▶ **EXERCISE DESCRIPTION**: In the Blue Jays passage, swap "catcher" for "backstop" and write out the part starting with "Vladimir Guerrero Jr." and going on through "hadn’t been shortened.".

▶ **PASSAGE**:

((

Vladimir Guerrero Jr.
The Blue Jays’ ninth-best hitter by 2020 OPS+ is Danny Jansen, a 25-year-old catcher with enough power and discipline to enjoy a break out year with his bat. He hit just .183 but walked at an elite rate and would have easily launched double-digit home runs for the second year in a row if the season hadn’t been shortened.
Yates could bring the strikeout stuff Toronto’s bullpen has largely lacked, though he must prove his horror show last season (12.46 ERA following a 1.19 ERA in 2019) was an aberration. His one-year, $5.5 million contract is a minimal burden considering his upside.
Toronto’s starting rotation could be its undoing, but re-signing Ray and Ross Stripling, and adding Chatwood on a reported $3 million deal, are reasonable steps toward cobbling together something decent behind Ryu. Ray rediscovered his middle-of-the-rotation arsenal after the Blue Jays traded for him at the deadline, posting a 4.79 ERA in 20 2/3 innings. At 29, he still has the potential to improve upon those numbers and inch closer to his sub-4.00 ERA from 2017 and 2018. While Stripling fell off in 2020, his career 3.77 ERA offers similar promise of a rebound. Chatwood, meanwhile, lacks any semblance of command but has on occasion been effective in his volatile nine-year MLB employment.

))

▶ **DATA LISTING**:
((

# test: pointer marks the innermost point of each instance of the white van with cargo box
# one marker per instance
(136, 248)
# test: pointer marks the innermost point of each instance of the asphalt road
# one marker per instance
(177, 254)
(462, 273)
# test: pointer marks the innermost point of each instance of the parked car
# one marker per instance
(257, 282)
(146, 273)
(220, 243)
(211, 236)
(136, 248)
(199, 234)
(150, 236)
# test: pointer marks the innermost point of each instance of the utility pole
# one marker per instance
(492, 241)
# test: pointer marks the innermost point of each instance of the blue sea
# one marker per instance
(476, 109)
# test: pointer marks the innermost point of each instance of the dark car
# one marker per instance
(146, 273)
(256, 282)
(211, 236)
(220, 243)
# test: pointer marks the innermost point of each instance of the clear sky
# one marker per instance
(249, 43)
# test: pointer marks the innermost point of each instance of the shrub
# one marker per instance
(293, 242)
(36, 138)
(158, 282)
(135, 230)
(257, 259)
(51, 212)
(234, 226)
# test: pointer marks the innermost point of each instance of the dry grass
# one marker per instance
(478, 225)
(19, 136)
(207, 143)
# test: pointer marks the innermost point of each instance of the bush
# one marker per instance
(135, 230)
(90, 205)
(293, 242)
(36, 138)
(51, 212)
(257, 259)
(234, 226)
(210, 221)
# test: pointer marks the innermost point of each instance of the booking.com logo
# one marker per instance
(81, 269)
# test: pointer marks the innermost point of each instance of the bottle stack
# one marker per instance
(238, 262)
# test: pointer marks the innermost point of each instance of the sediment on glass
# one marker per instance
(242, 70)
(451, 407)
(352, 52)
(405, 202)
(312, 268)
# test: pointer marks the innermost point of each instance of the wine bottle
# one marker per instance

))

▶ **RESULT OF THE EXERCISE**:
Vladimir Guerrero Jr.
The Blue Jays’ ninth-best hitter by 2020 OPS+ is Danny Jansen, a 25-year-old backstop with enough power and discipline to enjoy a break out year with his bat. He hit just .183 but walked at an elite rate and would have easily launched double-digit home runs for the second year in a row if the season hadn’t been shortened.